## EXERCISE GOAL:
The result should be every line in the material below containing the string "photo".

## RECORDS FOR PROCESSING:
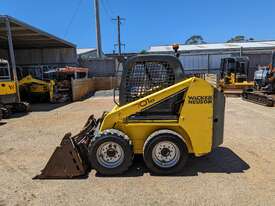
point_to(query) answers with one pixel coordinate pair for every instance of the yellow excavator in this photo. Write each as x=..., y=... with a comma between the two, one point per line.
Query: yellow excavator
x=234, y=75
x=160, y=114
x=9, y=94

---

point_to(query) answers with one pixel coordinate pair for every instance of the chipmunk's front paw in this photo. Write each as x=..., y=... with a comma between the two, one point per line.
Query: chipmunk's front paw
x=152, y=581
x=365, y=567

## ANSWER SPACE:
point_to(query) answers with one pixel coordinate pair for every instance of the yellow excavator in this photo. Write each as x=..., y=... with a comma between the two, one point per line.
point_to(query) answers with one pixel coordinate pair for every instance of the chipmunk's front paw in this photo. Write each as x=..., y=... with a comma between the two, one point per line.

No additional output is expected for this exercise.